*WHAT TO DO:* Could you copy, word for word, everything in the material from the line containing "Mark one point on every instance of the boy's arm" down to the line containing "pixel 280 166", including both of those lines?

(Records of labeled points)
%%
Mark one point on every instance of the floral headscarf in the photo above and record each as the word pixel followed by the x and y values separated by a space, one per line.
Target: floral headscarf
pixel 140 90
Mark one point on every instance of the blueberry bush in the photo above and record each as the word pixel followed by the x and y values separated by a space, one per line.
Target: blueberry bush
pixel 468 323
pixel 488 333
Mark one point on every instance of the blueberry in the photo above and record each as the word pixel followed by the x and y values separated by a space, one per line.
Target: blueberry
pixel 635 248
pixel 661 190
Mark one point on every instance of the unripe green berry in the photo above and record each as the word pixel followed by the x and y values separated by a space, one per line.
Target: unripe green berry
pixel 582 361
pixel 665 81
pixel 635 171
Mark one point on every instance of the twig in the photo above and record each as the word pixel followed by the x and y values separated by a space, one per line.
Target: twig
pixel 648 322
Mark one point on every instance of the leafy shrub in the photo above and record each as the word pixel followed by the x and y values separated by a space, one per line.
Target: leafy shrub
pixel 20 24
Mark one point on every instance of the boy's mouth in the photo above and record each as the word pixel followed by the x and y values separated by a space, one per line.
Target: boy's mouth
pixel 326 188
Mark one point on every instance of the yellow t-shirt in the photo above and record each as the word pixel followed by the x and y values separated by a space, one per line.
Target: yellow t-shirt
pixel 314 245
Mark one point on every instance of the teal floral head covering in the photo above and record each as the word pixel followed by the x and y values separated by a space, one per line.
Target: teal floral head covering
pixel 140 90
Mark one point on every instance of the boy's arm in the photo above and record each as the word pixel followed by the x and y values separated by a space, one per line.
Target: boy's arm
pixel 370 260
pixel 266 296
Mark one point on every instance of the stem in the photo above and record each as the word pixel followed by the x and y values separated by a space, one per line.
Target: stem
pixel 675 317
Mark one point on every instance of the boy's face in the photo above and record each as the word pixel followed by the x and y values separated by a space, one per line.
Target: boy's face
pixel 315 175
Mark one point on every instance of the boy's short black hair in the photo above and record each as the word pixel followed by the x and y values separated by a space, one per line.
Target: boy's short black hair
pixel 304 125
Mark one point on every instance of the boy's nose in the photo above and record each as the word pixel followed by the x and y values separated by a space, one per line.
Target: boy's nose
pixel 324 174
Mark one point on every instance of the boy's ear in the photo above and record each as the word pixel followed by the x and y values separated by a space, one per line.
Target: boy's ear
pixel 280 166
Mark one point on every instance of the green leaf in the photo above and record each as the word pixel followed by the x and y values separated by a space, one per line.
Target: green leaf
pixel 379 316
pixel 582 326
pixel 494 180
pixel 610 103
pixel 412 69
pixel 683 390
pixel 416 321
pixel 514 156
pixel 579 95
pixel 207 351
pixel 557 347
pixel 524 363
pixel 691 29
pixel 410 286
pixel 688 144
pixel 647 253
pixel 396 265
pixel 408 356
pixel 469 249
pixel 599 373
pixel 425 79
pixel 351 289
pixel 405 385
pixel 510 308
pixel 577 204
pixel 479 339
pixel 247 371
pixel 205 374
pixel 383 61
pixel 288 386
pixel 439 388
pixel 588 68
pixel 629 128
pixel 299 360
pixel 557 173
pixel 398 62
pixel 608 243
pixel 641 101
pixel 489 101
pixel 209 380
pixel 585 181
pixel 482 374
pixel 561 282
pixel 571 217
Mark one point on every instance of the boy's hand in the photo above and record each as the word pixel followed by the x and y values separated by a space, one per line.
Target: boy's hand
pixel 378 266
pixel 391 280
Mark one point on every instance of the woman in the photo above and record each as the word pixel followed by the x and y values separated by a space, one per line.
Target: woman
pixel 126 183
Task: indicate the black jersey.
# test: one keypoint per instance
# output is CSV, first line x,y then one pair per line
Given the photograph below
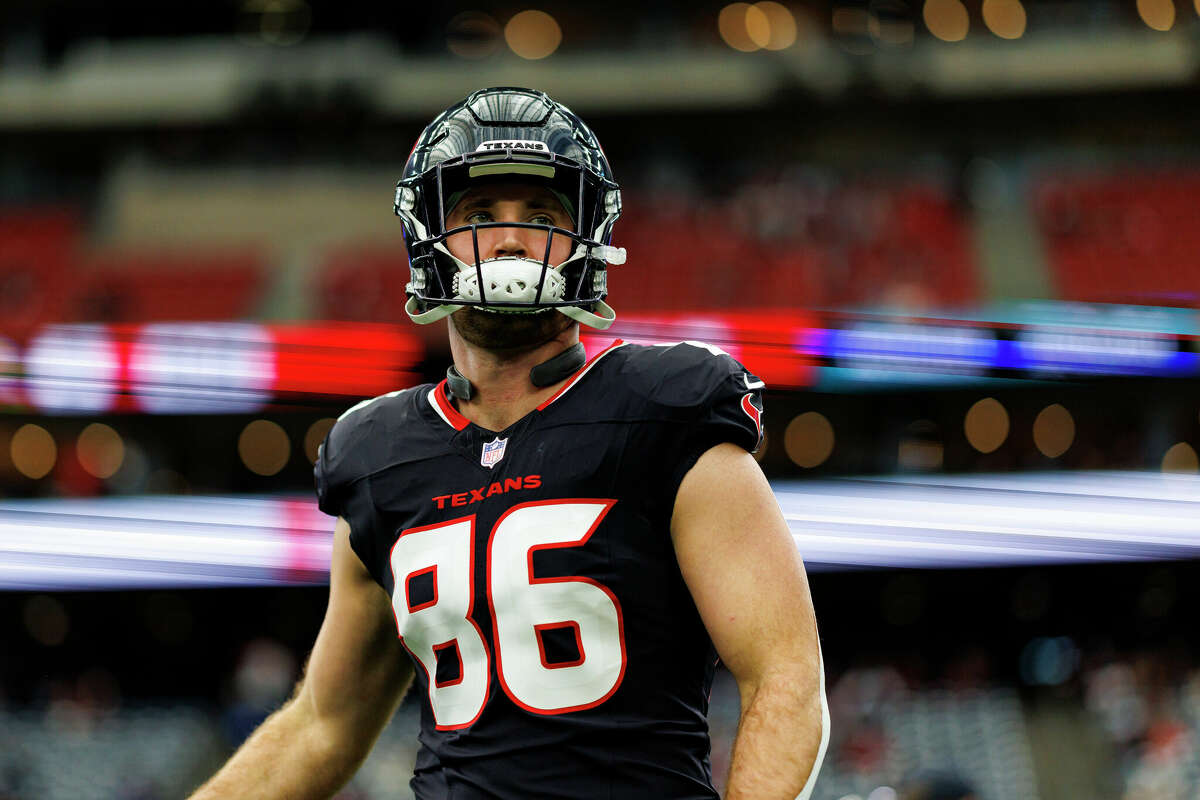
x,y
533,577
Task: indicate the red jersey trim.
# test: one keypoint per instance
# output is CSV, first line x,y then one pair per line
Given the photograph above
x,y
445,409
580,374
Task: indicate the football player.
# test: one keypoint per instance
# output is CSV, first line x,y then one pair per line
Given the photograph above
x,y
557,549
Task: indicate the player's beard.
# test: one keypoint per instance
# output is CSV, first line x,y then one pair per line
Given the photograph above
x,y
509,332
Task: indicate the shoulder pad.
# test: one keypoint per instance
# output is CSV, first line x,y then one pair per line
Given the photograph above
x,y
364,440
685,374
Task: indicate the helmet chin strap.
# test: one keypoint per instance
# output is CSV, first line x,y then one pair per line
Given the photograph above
x,y
601,317
547,373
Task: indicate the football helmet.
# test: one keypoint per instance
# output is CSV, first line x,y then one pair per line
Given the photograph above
x,y
509,134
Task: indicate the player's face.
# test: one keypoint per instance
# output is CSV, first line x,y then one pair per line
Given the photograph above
x,y
509,203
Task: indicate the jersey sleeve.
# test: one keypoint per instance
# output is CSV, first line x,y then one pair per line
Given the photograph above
x,y
708,395
730,410
339,474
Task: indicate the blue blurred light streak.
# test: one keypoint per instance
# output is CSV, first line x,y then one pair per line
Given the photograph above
x,y
838,524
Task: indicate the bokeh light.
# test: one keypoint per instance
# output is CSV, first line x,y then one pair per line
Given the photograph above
x,y
1054,431
780,25
1005,18
1158,14
987,425
264,447
1181,457
533,34
473,35
33,451
733,25
315,435
947,19
101,450
809,439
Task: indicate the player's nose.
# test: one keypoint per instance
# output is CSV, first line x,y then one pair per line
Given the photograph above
x,y
510,242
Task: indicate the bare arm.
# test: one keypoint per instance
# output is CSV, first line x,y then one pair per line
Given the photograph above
x,y
749,584
357,674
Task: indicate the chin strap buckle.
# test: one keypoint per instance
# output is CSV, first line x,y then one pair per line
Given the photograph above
x,y
610,254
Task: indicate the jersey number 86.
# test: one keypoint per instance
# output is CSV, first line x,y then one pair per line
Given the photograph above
x,y
522,608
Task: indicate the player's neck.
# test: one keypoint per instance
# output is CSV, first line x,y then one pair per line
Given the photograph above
x,y
502,391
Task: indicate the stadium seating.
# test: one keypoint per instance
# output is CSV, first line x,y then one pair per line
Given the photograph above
x,y
149,286
37,247
361,283
1122,236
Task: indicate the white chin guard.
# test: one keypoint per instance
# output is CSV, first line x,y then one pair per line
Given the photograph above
x,y
509,280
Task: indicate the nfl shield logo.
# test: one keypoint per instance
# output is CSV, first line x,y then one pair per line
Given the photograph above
x,y
493,451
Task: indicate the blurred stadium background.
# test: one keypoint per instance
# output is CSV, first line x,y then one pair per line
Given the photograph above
x,y
960,241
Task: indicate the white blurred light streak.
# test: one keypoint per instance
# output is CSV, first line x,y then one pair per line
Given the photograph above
x,y
852,523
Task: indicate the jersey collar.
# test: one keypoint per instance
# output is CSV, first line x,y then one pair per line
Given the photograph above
x,y
441,402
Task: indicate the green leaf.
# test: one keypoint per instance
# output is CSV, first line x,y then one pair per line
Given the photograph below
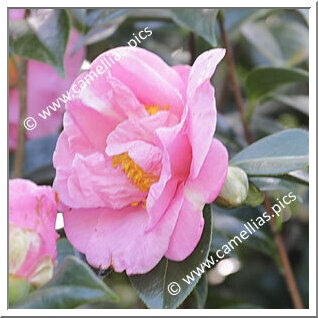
%%
*SOLUTION TO THIS PROBLEM:*
Mark one point on every instance of the boy's arm in the photo above and record each as the word pixel followed by the x and y values separated by a space, one per line.
Target: boy's arm
pixel 370 260
pixel 266 296
Mark one point on every instance of the stem in the photo above and record each as the word pixel followed by the x and y values separated by a space, one per line.
Target: stem
pixel 675 317
Mark one point on every instance of the boy's face in the photo above and record each as the word pixel followed by the x and y values separated by a space, one per line.
Target: boy's face
pixel 315 175
Mark one point on every instance of the boy's short black hair in the photo above and record each as the word pixel followed by the x and y values separated by a space, one per line.
Target: boy's short black hair
pixel 304 125
Mark one point on every instance of the boy's nose in the photo above and record each as the word pixel followed by the x and y values separated by a space, one per line.
Target: boy's nose
pixel 324 174
Mark one point on every instance of the boy's ear in the photo above and record each as the word pixel followed by the x and y values separated by a space, one per line.
Target: boy's ear
pixel 280 166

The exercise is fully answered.